[WORK INSTRUCTIONS]
Quote word for word every line of the items below, from the line containing "[locate] the plowed" through the end of the items, both ends included.

[Labeled-object pointing entries]
- - - - -
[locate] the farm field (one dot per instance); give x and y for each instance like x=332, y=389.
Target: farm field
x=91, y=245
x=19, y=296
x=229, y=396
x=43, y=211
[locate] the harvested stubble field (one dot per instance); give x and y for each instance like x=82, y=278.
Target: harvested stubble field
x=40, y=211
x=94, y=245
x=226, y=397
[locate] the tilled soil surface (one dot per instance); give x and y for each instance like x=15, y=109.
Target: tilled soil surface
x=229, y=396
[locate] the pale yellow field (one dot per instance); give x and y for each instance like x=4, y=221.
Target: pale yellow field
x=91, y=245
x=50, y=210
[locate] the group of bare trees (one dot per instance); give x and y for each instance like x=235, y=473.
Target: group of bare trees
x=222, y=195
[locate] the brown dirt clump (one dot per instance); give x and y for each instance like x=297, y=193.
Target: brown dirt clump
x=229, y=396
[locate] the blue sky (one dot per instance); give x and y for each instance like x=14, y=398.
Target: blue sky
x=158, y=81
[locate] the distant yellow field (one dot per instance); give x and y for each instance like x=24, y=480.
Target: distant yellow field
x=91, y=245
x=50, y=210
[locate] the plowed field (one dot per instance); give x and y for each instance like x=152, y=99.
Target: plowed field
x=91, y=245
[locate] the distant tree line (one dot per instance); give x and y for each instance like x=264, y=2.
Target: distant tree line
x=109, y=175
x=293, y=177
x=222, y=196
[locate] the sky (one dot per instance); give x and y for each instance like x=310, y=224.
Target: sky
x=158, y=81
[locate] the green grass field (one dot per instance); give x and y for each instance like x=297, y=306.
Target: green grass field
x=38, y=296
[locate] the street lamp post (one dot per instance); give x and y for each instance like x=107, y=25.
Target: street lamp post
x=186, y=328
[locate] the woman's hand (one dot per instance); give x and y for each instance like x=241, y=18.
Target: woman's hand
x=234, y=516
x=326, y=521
- - - - -
[SOLUTION FOR THIS EXERCISE]
[locate] the plowed field (one dot per instance); give x and y for each instance like x=152, y=99.
Target: plowed field
x=91, y=245
[locate] the distant tree line (one dot per instance); give x and y for each instance like x=264, y=2.
Target: distant tree line
x=109, y=175
x=293, y=177
x=222, y=196
[locate] the sky (one dot per instance); give x and y for each instance like x=310, y=224.
Target: sky
x=158, y=81
[locate] the green grass field (one dot per instance); give x and y for each instance like x=297, y=306.
Target: green grass field
x=38, y=296
[locate] the street lamp post (one dot per instance); give x and y for each instance like x=107, y=25.
Target: street lamp post
x=186, y=328
[locate] the woman's hand (one dot per instance); give x and y for each instance like x=241, y=18.
Target: woman's hand
x=234, y=516
x=326, y=521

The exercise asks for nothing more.